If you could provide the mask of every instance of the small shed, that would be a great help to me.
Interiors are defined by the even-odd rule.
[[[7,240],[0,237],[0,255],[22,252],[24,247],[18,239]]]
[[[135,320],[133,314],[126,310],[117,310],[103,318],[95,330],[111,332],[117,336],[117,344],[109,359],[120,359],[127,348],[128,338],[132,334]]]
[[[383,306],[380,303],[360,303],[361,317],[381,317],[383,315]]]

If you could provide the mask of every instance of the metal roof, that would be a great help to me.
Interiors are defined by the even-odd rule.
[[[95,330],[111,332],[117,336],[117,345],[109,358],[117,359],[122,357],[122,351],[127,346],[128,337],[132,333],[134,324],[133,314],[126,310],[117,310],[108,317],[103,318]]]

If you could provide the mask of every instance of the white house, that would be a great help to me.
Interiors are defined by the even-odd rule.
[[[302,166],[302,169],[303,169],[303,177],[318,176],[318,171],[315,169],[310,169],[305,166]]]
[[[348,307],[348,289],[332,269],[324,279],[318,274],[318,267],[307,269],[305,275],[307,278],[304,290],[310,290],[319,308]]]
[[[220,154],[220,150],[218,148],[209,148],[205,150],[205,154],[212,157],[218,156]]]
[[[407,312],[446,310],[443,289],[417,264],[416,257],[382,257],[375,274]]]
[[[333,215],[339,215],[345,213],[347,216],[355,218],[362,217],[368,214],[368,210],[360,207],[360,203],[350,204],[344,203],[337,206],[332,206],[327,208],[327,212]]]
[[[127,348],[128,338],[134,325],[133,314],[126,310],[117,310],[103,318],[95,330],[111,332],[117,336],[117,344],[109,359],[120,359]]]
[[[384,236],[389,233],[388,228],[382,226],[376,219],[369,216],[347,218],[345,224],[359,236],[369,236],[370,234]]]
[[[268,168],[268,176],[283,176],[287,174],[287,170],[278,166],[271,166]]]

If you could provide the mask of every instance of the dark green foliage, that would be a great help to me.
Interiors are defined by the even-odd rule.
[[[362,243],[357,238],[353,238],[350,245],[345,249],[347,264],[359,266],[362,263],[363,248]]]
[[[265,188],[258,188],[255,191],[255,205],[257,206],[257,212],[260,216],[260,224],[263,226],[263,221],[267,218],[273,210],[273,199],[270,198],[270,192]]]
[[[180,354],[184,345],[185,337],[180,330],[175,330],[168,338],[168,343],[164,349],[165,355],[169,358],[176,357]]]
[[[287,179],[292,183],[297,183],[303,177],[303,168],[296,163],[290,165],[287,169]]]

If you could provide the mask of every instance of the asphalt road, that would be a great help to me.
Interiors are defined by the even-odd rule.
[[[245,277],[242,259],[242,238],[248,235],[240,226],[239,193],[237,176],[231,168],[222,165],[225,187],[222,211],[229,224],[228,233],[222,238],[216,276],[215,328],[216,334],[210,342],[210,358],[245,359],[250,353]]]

================================

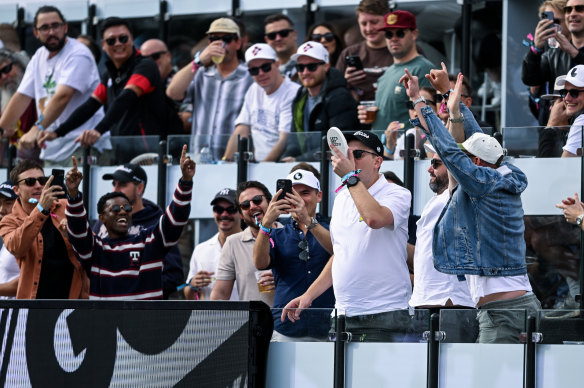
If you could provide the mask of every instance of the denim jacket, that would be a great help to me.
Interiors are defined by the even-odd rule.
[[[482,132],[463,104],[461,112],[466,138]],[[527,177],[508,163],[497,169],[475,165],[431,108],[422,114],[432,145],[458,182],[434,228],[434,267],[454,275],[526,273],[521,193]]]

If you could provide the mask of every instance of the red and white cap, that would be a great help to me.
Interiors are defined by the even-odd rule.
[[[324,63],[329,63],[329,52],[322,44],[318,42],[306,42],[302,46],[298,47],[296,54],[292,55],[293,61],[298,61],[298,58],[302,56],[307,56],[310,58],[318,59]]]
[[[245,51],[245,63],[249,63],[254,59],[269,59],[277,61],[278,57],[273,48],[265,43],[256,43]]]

================================

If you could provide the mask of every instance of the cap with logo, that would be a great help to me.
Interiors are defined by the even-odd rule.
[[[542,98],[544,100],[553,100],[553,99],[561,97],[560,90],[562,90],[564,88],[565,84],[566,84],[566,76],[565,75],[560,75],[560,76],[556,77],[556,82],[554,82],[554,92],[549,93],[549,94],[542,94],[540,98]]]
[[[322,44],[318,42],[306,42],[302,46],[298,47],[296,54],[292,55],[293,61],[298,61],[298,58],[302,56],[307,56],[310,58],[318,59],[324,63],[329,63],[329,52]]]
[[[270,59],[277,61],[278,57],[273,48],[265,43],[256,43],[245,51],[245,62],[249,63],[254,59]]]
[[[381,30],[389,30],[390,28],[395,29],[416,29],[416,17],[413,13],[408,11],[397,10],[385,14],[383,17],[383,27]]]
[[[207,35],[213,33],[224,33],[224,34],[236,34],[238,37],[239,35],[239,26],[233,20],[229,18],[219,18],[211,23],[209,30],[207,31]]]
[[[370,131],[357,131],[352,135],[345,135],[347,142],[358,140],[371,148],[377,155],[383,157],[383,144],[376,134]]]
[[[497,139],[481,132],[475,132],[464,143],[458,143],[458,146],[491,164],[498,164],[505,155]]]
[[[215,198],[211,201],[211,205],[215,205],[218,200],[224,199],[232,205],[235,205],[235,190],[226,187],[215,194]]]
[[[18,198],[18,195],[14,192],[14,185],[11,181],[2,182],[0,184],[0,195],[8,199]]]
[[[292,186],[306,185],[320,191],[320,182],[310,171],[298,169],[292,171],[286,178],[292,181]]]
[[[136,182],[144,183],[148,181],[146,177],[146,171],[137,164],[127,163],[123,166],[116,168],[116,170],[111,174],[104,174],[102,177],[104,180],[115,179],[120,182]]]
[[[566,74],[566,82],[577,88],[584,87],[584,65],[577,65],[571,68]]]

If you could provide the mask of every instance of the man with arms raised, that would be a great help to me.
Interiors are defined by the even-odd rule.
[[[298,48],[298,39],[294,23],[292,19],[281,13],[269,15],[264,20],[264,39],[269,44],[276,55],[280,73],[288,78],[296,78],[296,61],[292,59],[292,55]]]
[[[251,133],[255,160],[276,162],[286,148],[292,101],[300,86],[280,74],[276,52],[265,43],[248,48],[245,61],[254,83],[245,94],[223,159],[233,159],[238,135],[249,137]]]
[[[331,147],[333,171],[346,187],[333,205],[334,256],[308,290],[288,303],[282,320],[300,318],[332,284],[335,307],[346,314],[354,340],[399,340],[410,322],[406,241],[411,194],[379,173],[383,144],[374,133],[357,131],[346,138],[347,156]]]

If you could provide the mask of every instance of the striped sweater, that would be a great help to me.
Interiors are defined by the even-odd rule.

================================

*Directions*
What lines above contain "with"? Copy them out.

*Answer area*
If you could provide the mask of every instance of the cap with logo, that would be a great help to me.
If you could provide the mask of every instance of the man with arms raised, that would be a great help to me.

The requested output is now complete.